■ **Exercise description**
Repeat exactly, please, the opening lines of the data below, through and including the line where "sample | x=1180, y=519" sits.

■ **Dataset extract**

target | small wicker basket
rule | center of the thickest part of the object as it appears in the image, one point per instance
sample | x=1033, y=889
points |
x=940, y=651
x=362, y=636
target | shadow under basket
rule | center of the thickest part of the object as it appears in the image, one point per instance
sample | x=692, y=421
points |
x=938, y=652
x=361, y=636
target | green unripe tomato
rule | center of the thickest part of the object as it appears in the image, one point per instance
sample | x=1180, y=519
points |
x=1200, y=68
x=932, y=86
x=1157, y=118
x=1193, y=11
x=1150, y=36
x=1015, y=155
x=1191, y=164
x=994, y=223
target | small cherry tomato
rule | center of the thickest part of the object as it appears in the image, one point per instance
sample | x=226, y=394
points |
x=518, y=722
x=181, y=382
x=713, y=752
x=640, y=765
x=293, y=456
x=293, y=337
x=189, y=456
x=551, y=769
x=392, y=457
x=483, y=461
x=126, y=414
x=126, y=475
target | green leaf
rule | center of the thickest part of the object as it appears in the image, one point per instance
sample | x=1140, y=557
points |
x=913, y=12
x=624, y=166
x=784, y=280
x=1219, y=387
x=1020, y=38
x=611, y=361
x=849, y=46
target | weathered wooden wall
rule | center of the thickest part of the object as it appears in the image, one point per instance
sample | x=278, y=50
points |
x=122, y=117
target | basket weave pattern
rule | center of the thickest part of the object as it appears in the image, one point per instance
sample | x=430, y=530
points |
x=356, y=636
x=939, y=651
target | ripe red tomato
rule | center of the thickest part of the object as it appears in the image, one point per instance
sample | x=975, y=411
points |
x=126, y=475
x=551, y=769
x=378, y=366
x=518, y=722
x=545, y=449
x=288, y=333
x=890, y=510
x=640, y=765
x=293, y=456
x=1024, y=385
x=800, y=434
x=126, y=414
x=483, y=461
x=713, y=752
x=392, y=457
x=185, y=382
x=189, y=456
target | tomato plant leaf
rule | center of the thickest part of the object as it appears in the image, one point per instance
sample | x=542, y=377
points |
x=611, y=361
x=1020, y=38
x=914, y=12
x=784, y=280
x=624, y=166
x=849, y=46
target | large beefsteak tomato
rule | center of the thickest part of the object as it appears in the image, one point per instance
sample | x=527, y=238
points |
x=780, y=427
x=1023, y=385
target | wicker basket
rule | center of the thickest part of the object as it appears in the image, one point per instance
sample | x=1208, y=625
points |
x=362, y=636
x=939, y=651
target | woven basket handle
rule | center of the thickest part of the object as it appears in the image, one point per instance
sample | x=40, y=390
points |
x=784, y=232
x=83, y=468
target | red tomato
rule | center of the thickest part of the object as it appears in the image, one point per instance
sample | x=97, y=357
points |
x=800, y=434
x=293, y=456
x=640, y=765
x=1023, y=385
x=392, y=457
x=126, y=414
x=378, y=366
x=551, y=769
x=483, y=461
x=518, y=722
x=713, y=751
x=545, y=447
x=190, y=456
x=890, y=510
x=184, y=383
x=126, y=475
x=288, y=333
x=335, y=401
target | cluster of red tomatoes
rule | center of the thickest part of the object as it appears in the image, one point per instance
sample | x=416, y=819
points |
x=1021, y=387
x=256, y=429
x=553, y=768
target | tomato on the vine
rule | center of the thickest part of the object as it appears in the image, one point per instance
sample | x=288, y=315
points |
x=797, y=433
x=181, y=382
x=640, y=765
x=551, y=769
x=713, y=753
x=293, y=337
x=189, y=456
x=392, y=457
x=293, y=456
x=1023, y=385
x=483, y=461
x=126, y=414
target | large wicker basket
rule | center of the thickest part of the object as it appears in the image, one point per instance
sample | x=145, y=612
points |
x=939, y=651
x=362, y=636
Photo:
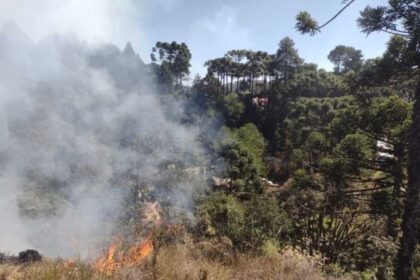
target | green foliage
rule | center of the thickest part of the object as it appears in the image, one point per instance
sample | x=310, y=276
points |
x=306, y=24
x=233, y=108
x=174, y=60
x=249, y=139
x=345, y=59
x=264, y=221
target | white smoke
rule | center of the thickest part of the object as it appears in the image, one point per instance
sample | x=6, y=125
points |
x=79, y=126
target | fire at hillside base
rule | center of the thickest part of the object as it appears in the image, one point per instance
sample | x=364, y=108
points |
x=117, y=257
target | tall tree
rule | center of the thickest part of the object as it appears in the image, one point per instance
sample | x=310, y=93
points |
x=287, y=60
x=345, y=59
x=402, y=18
x=173, y=56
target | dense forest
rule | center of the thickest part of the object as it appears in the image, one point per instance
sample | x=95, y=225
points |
x=317, y=160
x=295, y=158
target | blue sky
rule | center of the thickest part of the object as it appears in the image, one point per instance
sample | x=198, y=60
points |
x=209, y=27
x=212, y=27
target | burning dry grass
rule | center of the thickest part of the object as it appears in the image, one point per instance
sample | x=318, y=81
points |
x=172, y=263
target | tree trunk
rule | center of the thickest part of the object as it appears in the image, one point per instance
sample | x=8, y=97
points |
x=411, y=211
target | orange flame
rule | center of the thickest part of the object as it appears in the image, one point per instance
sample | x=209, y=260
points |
x=116, y=257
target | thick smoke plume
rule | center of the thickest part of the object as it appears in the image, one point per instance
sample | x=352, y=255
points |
x=80, y=128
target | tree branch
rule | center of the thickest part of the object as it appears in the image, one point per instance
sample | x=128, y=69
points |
x=337, y=14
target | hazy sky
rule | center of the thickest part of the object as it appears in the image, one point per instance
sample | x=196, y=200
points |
x=209, y=27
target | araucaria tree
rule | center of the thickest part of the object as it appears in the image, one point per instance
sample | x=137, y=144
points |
x=401, y=18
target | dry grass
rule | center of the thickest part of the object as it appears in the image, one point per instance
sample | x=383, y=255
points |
x=178, y=262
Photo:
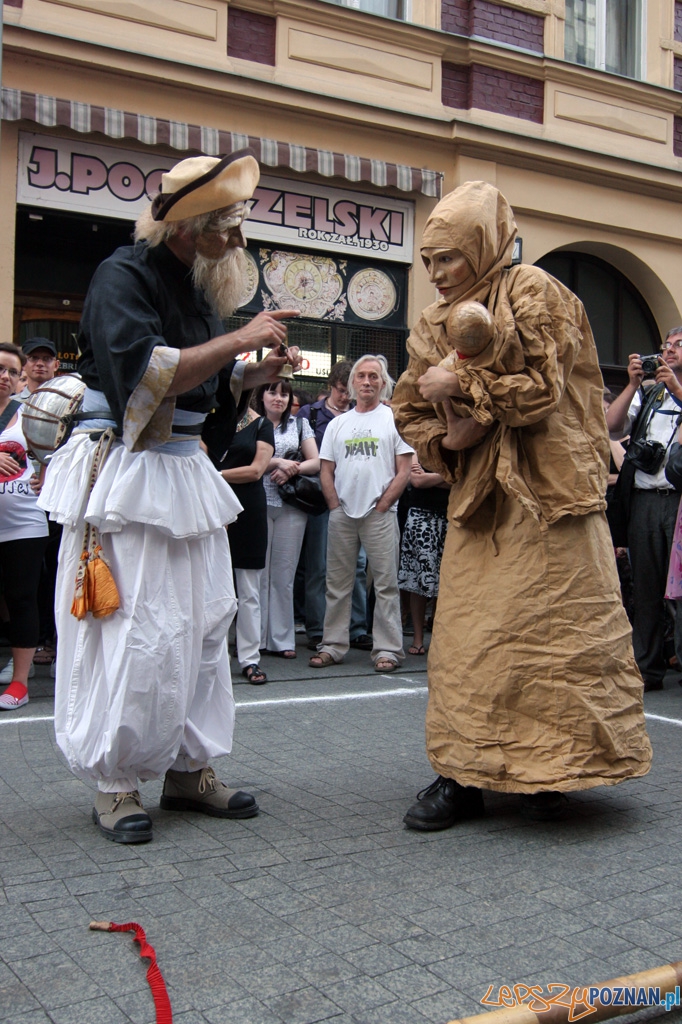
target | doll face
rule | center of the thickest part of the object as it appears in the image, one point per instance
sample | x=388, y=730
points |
x=450, y=271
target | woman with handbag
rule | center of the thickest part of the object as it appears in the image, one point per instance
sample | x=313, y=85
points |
x=23, y=534
x=246, y=460
x=295, y=454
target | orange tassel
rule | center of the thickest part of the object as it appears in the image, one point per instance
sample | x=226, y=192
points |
x=102, y=594
x=79, y=606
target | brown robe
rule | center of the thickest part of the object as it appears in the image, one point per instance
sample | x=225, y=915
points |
x=533, y=683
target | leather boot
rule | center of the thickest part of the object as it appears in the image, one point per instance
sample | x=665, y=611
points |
x=442, y=804
x=201, y=791
x=121, y=817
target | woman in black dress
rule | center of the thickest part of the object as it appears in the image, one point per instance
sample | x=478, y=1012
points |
x=243, y=467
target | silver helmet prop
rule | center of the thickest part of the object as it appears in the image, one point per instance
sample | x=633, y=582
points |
x=49, y=415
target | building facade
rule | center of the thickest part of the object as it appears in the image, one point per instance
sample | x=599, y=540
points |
x=361, y=114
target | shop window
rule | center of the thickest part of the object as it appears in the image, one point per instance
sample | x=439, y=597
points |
x=398, y=9
x=323, y=344
x=606, y=34
x=621, y=321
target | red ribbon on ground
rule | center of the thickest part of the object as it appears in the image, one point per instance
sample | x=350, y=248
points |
x=154, y=975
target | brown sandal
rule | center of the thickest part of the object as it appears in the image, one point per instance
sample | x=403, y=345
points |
x=322, y=660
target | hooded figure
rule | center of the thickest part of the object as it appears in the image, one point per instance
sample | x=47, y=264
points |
x=533, y=684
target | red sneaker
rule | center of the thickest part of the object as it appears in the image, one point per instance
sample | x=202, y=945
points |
x=15, y=695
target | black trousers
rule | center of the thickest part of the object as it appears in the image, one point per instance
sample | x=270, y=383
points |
x=20, y=564
x=652, y=518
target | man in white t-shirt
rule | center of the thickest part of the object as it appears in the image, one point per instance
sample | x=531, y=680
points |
x=365, y=468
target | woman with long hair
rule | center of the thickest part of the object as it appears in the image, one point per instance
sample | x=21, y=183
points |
x=295, y=453
x=246, y=460
x=23, y=534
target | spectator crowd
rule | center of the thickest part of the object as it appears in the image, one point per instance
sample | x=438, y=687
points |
x=339, y=507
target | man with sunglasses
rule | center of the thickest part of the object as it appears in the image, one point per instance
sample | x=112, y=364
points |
x=653, y=502
x=41, y=365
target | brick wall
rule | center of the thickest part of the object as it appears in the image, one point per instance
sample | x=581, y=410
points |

■ **Reply**
target | small wicker basket
rule | center of the thickest part of the object as it appears in the image, one point per instance
sample | x=1033, y=889
points |
x=940, y=651
x=362, y=636
target | shadow under basket
rule | center of the thickest part of the object as it appears in the image, one point per instance
sample | x=692, y=421
points |
x=938, y=652
x=361, y=636
target | green unripe tomato
rule | center of the thickest part of the object as it appears in the image, one point per instance
sample | x=1180, y=519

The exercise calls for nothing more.